> [Page extract]:
※ ※ ※

CCL's Assessment-Challenge-Support framework codifies exactly this: coaching begins with curiosity, not answers. Assess the situation and the person through questions before deciding what challenge or support to offer.
Technique 2 — Create a Safe and Challenging Environment
Too much challenge without support creates anxiety — people shut down, hide mistakes, and stop asking questions. Too much support without challenge breeds comfort, which is fine until growth stops entirely.
The target is psychological safety within a high-expectation environment: team members feel safe voicing problems, admitting mistakes, and taking calculated risks, while also knowing the bar is real. Albert Buck's approach at TTC Electrical reflects this balance — safety isn't just a compliance issue at TTC, it's a cultural norm where people are expected to speak up, ask questions, and take ownership of outcomes.
Technique 3 — Give Specific, Growth-Focused Feedback
Coaching feedback looks different from corrective criticism. Here's a quick comparison:
- Critical feedback: "You didn't check your measurements before the installation."
- Coaching feedback: "Walk me through your pre-installation process on that job. What would you add next time before going live?"

※ ※ ※

> [Recorded data]:
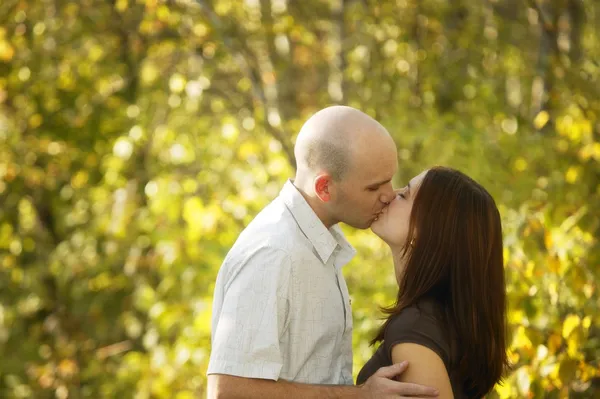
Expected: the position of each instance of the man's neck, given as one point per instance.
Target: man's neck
(315, 205)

※ ※ ※

> [To be done]:
(a) In the coaching text, why does a coach need to balance challenge with support? Answer in one to three sentences.
(b) Answer these questions from the coaching text:
(i) According to the framework it mentions, what does coaching begin with?
(ii) At what company does Albert Buck's approach make safety a cultural norm?
(iii) In the critical feedback example, what did the person fail to do before the installation?
(c) Continue the coaching text from where it stops.

> [Results for the exercise]:
(a) Too much challenge without support creates anxiety, so people shut down, hide mistakes, and stop asking questions. Too much support without challenge breeds comfort, and growth eventually stops entirely.

(b)
(i) Curiosity, not answers.
(ii) TTC Electrical.
(iii) Check their measurements.

(c)
The coaching version is specific, tied to observable behavior, and forward-looking. It doesn't shame — it redirects toward improvement. The person leaves the conversation knowing exactly what to do differently, not just that they fell short.
Technique 4 — Promote Learning from Experience
Every completed job, difficult decision, or near-miss is a development opportunity — if you create space to reflect on it.
After a project or significant task, coaching leaders ask three questions:
- What went well?
- What didn't work as expected?
- What would you do differently?

This structure — borrowed from military and safety-critical industries — converts everyday experience into lasting professional growth. It doesn't require extra time or a formal program. It requires the habit of asking.
Technique 5 — Model What You Coach
If you ask for honest feedback but penalize bad news, the coaching relationship collapses. If you preach continuous learning but never share your own development goals, no one believes you. Trust is what makes the whole thing work — and it's built through visible consistency between what you say and what you do.
Albert Buck's decision to join the 120-Day Brand Launch Program while running TTC Electrical is a practical example of this principle. A leader who is actively working on their own growth signals to their team that development isn't just for employees — it's the standard.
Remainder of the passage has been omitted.